[WORKING DATA Boundary: Start]

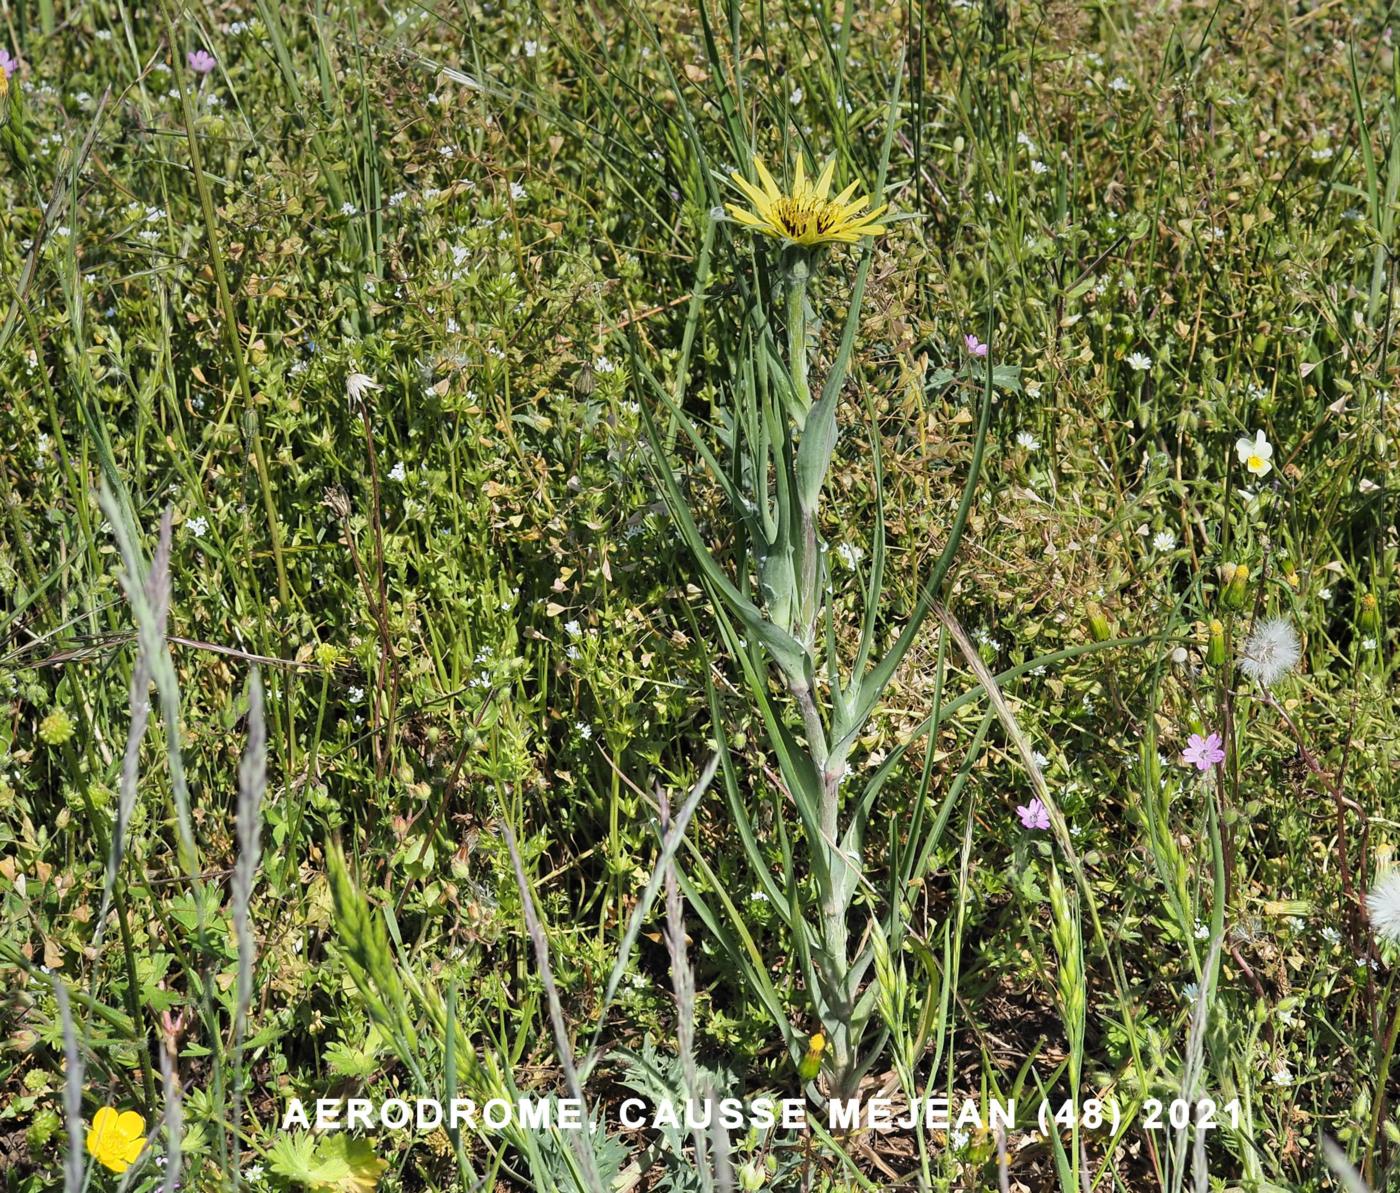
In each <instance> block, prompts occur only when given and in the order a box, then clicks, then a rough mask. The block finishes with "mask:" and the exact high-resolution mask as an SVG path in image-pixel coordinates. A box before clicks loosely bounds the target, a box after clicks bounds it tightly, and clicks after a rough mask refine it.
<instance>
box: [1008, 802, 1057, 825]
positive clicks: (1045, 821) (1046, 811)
mask: <svg viewBox="0 0 1400 1193" xmlns="http://www.w3.org/2000/svg"><path fill="white" fill-rule="evenodd" d="M1016 815H1018V816H1021V828H1023V829H1049V828H1050V814H1049V812H1047V811H1046V805H1044V804H1042V802H1040V801H1039V800H1032V801H1030V802H1029V804H1016Z"/></svg>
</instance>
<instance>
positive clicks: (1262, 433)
mask: <svg viewBox="0 0 1400 1193" xmlns="http://www.w3.org/2000/svg"><path fill="white" fill-rule="evenodd" d="M1235 455H1238V456H1239V462H1240V463H1243V465H1245V468H1247V469H1249V470H1250V472H1252V473H1253V475H1254V476H1268V473H1270V470H1271V469H1273V466H1274V465H1273V463H1270V461H1271V459H1273V458H1274V445H1273V444H1271V442H1270V441H1268V440H1267V438H1266V437H1264V433H1263V431H1254V438H1252V440H1250V438H1246V437H1243V435H1242V437H1240V438H1238V440H1235Z"/></svg>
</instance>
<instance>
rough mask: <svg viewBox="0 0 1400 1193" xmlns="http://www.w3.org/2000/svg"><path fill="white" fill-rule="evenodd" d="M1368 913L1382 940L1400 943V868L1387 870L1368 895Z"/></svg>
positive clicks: (1393, 943)
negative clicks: (1384, 873) (1397, 869)
mask: <svg viewBox="0 0 1400 1193" xmlns="http://www.w3.org/2000/svg"><path fill="white" fill-rule="evenodd" d="M1366 914H1368V916H1369V917H1371V927H1372V930H1373V931H1375V934H1376V935H1378V937H1380V940H1383V941H1387V942H1389V944H1400V870H1387V871H1386V872H1385V874H1382V875H1380V878H1379V879H1376V885H1375V886H1372V888H1371V893H1369V895H1366Z"/></svg>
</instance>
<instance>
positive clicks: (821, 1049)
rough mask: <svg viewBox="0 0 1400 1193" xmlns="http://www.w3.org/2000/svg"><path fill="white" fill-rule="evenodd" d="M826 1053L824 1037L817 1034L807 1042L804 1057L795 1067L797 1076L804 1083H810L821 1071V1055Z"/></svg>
mask: <svg viewBox="0 0 1400 1193" xmlns="http://www.w3.org/2000/svg"><path fill="white" fill-rule="evenodd" d="M823 1052H826V1036H823V1035H822V1033H820V1032H818V1033H816V1035H815V1036H812V1039H811V1040H808V1045H806V1056H804V1057H802V1063H801V1064H798V1067H797V1075H798V1077H801V1078H802V1080H804V1081H812V1080H815V1078H816V1074H818V1073H820V1071H822V1053H823Z"/></svg>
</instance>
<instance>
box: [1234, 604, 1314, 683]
mask: <svg viewBox="0 0 1400 1193" xmlns="http://www.w3.org/2000/svg"><path fill="white" fill-rule="evenodd" d="M1301 658H1302V647H1299V644H1298V632H1296V630H1295V629H1294V626H1292V622H1289V620H1288V619H1287V618H1270V619H1267V620H1264V622H1259V623H1257V625H1256V626H1254V629H1253V630H1250V633H1249V637H1247V639H1245V646H1243V648H1242V651H1240V657H1239V668H1240V671H1243V672H1245V675H1247V676H1249V678H1250V679H1253V681H1257V682H1259V683H1261V685H1263V686H1264V688H1273V686H1274V685H1275V683H1277V682H1278V681H1280V679H1282V678H1284V676H1285V675H1288V672H1289V671H1292V669H1294V668H1295V667H1298V661H1299V660H1301Z"/></svg>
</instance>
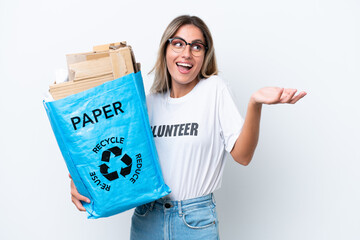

[WORKING DATA Boundary: End]

EXERCISE REQUIREMENTS: Which lines in the items above contain the word "rough"? Filter them out and copy each one in full.

TASK RESULT:
In each <instance> block, prompts occur only when given and in the order a box, then clicks, then a rough mask. The block finishes with "mask:" and the exact high-resolution mask as an SVG path in image-pixel coordinates. A box before clicks loosely bounds the target, a box after clicks bounds it tightly, and clicks after a rough mask refine it.
rough mask: <svg viewBox="0 0 1400 1193" xmlns="http://www.w3.org/2000/svg"><path fill="white" fill-rule="evenodd" d="M1368 913L1382 940L1400 943V868L1387 870L1368 895Z"/></svg>
rough mask: <svg viewBox="0 0 1400 1193" xmlns="http://www.w3.org/2000/svg"><path fill="white" fill-rule="evenodd" d="M826 1053L824 1037L817 1034L807 1042L804 1057L795 1067L797 1076L804 1083H810L821 1071V1055Z"/></svg>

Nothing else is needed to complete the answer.